(Required work)
Your answer must be a single number: the count of lines in the records below that include the string "window".

(Supplied material)
*** Block opens ***

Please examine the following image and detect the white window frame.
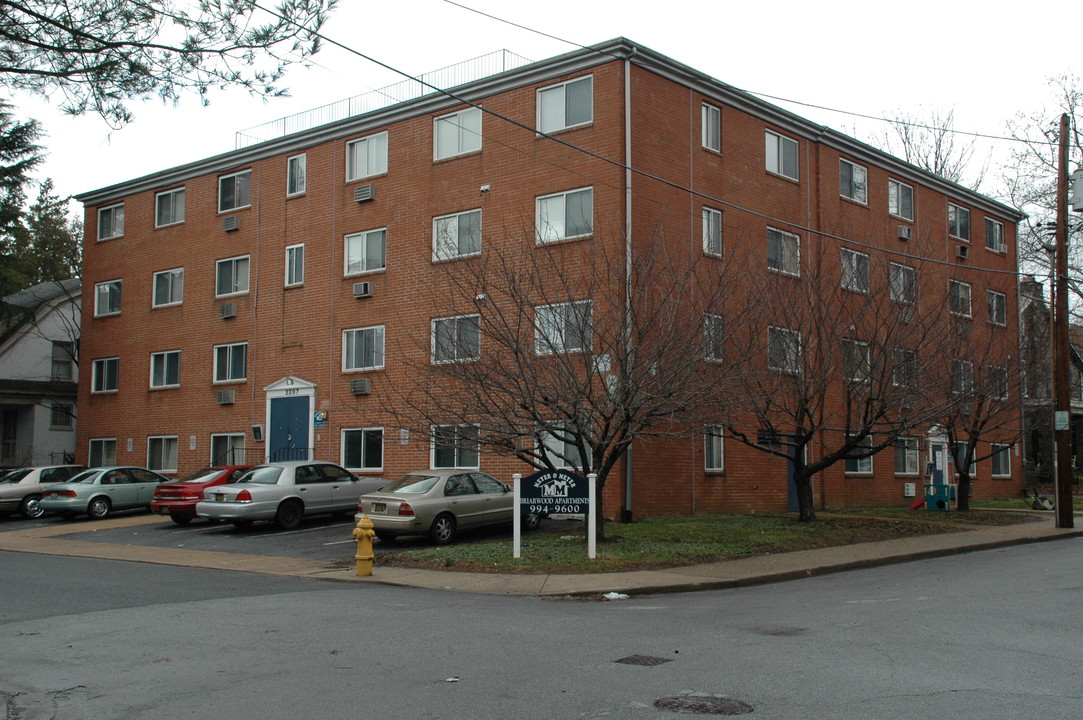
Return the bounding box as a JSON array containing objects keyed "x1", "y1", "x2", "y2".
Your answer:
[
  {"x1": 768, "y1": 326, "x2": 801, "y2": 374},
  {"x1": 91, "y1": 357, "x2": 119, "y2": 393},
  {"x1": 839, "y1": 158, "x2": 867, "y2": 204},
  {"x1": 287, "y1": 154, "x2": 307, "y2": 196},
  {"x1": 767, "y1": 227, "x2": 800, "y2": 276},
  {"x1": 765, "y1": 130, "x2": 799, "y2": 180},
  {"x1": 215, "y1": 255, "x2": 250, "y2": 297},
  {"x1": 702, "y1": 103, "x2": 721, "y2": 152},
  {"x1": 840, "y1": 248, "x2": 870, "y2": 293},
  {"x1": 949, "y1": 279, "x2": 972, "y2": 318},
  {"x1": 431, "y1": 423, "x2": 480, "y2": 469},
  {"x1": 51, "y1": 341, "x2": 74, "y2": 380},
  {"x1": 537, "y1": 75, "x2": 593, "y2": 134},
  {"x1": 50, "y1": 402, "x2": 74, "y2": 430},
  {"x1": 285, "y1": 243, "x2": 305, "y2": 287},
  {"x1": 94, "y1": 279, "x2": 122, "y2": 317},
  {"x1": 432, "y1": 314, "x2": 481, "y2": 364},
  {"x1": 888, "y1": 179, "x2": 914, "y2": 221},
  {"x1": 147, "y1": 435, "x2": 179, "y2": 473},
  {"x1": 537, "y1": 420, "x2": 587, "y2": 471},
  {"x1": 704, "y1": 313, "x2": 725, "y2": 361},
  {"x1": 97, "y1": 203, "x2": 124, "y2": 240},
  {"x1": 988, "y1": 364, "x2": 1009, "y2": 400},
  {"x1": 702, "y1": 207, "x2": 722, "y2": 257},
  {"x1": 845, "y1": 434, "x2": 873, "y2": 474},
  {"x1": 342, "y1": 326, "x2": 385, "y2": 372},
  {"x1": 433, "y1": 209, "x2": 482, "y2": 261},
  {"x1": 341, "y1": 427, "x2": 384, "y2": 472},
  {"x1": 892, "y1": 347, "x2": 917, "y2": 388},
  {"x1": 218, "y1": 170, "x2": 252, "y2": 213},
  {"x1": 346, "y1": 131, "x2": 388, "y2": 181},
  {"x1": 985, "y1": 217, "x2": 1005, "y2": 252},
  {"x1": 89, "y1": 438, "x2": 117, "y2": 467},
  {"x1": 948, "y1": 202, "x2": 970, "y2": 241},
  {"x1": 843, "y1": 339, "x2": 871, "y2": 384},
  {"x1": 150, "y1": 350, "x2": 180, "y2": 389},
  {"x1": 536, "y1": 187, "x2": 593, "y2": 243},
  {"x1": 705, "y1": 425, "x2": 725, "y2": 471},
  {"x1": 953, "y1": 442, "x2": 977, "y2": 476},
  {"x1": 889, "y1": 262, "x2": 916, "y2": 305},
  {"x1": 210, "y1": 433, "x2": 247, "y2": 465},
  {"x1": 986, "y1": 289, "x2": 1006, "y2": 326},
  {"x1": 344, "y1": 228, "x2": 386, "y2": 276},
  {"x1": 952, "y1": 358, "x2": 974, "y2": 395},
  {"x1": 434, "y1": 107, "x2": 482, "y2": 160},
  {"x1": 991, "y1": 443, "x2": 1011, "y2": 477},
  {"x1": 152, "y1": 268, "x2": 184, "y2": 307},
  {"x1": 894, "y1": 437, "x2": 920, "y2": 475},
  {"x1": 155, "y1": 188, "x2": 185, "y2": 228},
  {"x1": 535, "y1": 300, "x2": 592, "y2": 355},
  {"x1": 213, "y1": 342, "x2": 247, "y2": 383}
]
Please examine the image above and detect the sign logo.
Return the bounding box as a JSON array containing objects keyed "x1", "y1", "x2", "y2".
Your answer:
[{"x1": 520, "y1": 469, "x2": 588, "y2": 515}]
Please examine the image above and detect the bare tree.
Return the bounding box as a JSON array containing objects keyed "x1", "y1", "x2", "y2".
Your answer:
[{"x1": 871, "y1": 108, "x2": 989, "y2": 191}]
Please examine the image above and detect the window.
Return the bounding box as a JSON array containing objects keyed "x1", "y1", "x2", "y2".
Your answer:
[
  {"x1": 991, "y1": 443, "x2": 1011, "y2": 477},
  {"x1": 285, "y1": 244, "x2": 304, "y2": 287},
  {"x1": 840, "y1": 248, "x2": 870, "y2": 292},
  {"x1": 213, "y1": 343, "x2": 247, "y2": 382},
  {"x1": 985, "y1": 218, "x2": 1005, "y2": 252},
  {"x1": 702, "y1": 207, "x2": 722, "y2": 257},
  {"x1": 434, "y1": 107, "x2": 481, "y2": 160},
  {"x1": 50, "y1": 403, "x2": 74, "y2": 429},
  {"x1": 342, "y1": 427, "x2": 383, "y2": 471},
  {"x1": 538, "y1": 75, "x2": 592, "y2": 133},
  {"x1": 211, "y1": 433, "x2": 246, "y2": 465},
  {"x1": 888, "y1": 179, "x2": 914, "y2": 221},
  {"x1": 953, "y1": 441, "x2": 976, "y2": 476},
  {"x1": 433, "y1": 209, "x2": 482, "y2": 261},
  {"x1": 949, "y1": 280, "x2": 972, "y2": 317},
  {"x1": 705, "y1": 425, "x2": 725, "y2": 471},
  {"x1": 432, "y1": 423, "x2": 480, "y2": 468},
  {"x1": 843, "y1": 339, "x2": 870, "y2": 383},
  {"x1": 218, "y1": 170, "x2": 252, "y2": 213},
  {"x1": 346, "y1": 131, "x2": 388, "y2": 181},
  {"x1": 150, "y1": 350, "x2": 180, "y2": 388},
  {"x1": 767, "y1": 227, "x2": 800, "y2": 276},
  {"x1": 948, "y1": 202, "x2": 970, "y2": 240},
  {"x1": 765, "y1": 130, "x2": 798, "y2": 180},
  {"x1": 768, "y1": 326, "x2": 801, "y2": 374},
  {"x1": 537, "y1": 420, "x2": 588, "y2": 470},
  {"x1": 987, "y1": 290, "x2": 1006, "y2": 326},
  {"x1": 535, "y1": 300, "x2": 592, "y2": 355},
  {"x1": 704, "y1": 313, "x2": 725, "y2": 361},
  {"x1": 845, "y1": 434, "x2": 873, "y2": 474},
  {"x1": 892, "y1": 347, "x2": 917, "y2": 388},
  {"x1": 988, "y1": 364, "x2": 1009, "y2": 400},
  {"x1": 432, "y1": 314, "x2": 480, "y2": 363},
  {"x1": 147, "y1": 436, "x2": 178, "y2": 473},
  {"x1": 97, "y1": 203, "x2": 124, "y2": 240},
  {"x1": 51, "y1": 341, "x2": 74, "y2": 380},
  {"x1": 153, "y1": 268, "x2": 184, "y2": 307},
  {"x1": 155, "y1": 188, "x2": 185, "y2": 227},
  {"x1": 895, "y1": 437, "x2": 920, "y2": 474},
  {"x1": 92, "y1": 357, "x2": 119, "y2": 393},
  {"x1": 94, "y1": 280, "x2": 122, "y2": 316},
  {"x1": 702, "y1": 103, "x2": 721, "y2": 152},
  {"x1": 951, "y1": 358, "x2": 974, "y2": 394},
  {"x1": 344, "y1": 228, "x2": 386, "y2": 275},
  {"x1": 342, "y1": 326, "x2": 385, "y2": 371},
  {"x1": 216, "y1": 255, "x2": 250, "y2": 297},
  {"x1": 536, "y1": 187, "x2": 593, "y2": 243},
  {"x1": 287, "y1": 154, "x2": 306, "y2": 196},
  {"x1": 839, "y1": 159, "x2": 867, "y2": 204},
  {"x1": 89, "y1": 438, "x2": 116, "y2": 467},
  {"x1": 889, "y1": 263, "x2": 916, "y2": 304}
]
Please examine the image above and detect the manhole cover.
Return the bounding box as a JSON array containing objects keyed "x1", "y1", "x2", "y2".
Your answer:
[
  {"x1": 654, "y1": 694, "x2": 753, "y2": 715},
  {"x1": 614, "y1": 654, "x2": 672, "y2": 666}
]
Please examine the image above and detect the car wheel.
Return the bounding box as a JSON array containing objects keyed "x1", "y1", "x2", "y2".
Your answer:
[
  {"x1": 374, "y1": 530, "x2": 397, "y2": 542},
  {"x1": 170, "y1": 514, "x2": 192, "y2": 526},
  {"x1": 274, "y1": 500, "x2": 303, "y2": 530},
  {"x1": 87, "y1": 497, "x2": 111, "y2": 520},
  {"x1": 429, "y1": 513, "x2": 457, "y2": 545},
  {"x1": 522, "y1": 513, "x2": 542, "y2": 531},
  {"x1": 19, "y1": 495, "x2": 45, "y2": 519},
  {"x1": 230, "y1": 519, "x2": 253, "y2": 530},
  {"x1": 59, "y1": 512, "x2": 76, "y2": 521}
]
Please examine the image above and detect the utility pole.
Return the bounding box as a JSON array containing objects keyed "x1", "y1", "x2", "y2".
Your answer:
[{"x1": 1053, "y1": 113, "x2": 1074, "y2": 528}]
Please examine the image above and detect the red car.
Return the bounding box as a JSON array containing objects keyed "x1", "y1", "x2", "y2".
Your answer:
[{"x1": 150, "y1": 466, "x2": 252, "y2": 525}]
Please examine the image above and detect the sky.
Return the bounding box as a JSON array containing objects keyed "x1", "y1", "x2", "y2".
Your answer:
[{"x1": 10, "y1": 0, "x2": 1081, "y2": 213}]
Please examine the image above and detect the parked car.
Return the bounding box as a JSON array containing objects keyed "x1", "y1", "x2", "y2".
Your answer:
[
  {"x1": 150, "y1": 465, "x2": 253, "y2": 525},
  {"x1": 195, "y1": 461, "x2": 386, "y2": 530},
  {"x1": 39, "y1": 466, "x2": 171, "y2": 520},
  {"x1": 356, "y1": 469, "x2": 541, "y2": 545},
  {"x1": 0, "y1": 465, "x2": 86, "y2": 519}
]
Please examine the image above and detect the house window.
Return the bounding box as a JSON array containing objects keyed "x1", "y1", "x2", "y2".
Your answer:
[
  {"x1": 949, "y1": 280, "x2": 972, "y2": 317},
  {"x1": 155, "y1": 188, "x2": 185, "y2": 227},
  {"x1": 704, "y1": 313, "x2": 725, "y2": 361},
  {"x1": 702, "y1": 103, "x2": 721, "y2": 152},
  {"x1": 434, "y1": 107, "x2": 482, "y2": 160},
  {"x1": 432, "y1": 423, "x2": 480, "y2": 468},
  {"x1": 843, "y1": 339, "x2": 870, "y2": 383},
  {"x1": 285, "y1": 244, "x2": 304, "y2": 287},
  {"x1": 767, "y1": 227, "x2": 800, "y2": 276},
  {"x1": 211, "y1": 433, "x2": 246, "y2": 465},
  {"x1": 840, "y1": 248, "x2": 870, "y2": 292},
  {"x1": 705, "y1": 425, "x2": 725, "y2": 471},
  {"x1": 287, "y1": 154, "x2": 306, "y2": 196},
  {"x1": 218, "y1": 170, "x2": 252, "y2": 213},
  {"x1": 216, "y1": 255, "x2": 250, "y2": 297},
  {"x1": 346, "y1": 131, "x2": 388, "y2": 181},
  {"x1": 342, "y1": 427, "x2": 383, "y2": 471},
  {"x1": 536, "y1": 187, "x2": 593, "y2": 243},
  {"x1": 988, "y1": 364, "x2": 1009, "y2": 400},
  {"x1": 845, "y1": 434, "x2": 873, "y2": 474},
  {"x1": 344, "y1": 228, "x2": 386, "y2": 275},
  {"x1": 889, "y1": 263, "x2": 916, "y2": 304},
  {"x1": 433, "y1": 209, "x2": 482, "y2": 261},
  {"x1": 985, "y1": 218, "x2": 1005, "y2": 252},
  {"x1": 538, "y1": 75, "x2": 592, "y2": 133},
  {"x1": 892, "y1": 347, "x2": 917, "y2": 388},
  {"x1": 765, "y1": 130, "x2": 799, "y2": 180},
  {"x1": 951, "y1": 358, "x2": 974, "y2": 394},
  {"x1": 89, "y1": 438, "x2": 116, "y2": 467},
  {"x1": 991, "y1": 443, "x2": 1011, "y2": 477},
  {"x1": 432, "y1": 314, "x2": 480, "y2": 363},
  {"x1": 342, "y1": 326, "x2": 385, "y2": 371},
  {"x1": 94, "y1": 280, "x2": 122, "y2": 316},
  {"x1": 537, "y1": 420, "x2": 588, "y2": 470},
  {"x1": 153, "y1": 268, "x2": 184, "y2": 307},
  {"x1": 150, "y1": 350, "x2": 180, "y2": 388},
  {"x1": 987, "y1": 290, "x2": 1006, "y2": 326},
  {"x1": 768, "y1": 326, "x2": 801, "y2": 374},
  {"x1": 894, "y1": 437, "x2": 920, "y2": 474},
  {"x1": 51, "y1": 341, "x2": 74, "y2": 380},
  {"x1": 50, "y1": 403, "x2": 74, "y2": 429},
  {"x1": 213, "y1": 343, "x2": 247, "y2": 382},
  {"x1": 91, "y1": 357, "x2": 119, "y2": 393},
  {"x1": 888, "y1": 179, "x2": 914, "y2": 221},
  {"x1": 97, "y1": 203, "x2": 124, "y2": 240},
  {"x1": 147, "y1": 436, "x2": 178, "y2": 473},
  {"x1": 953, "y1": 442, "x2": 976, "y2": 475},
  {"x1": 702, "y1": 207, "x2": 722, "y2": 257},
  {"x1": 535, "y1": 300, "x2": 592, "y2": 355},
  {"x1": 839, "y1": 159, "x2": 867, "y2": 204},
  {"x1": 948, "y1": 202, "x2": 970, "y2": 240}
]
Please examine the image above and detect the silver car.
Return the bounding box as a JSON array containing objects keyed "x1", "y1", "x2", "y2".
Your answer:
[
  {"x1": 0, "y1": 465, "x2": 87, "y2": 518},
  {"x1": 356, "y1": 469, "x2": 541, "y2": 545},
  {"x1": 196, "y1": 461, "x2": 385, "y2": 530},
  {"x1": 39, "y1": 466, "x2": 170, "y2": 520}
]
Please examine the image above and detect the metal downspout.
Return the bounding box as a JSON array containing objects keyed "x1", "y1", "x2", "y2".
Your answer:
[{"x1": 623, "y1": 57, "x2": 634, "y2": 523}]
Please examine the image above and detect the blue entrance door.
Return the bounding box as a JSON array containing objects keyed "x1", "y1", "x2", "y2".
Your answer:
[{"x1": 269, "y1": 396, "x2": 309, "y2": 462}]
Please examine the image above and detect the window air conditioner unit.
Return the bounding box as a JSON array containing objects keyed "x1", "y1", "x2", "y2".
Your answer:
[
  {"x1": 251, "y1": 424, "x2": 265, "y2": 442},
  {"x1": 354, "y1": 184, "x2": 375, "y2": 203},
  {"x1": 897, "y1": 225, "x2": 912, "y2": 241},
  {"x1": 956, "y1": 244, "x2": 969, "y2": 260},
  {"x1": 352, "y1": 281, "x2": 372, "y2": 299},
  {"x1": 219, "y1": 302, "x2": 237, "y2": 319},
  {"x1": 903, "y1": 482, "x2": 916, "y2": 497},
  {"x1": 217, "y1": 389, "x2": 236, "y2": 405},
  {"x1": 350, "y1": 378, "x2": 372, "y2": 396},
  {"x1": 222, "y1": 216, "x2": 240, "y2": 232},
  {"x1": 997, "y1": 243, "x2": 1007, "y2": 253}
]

*** Block closes ***

(Task response)
4